We all want to be the best parents we can be


if you are anything like me before my aha moment, then you probably think you already are. 

But are you, really?


How do you know?

Since it is the name I have given my business and thus my ‘north star’ it made sense to share with you what, I believe, is required for me to be my best parent self.


It took a profound insight 6 years into being a Dad to my two daughters before I gave any serious, conscious thought to my role as a parent.

After a lot of subsequent research, courses, self reflection and of course ‘feedback’ from my girls I believe being my best parent self is about: 

nurturing a healthy, vibrant and loving relationship with my children where they feel heard, seen, validated, understood, accepted, honoured and unconditionally loved, even when, especially when they show up different to how I expect or want them to be in any given moment. 

Because they feel loved in this way, free from my expectations or conditions, they feel safe to show up as their authentic selves and carve out the life of their choosing.

For this to happen I believe there are three key ingredients, which are interconnected. In this weeks blog i will cover the first. 



Part 1: Continuous Learning


Brian Tracy, one of the world’s leading authorities on personal development, and author of over 80 books, nailed it when he said ‘continuous learning is the minimum requirement for success in any field’. 

As you know, training, in one form or another, is mandatory for most jobs in the world,  except parenting that is, which is arguably one of the most difficult and important there is.

**PROVIDED MATERIAL**
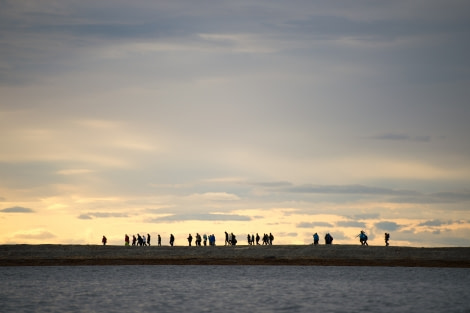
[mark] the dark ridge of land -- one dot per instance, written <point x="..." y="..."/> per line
<point x="306" y="255"/>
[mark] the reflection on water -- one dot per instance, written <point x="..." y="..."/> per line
<point x="233" y="289"/>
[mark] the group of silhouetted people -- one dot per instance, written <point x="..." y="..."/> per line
<point x="141" y="240"/>
<point x="362" y="238"/>
<point x="267" y="239"/>
<point x="328" y="239"/>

**SET EXERCISE**
Could you repeat the part of the parenting blog post between "After a lot" and "any given moment.", inclusive, word for word?

**EXERCISE SOLUTION**
After a lot of subsequent research, courses, self reflection and of course ‘feedback’ from my girls I believe being my best parent self is about: 

nurturing a healthy, vibrant and loving relationship with my children where they feel heard, seen, validated, understood, accepted, honoured and unconditionally loved, even when, especially when they show up different to how I expect or want them to be in any given moment.